* [What you will do]: In the entries below, find each line bearing the string "house" and copy it.

### Input data ###

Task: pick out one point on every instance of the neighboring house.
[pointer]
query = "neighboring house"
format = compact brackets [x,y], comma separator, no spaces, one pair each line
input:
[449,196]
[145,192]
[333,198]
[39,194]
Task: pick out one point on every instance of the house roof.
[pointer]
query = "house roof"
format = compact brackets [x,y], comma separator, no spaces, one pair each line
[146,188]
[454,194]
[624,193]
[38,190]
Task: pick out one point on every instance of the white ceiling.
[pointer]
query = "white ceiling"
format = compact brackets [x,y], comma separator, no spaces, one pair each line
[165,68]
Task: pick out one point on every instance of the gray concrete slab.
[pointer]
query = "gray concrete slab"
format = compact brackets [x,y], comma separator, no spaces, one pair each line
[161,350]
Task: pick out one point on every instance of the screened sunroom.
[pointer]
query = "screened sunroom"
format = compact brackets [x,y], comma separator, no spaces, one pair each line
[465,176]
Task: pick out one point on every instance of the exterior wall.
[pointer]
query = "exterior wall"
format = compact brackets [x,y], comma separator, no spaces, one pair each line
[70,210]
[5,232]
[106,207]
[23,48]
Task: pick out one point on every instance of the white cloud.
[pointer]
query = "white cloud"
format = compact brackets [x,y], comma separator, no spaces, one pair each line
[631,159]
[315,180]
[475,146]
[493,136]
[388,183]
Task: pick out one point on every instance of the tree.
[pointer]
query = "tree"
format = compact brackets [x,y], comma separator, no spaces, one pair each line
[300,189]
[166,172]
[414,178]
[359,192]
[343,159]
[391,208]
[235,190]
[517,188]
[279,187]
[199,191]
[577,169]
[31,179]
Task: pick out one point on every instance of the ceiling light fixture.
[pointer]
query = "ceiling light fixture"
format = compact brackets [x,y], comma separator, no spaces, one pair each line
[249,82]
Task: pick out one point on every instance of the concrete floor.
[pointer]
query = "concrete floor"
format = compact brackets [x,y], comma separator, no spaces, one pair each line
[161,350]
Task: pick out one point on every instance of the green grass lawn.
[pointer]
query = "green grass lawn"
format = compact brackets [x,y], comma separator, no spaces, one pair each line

###

* [Exercise output]:
Task: pick out one point on every instance of the neighboring house.
query = "neighboring house"
Task: pick out one point on every instance of the house roof.
query = "house roof"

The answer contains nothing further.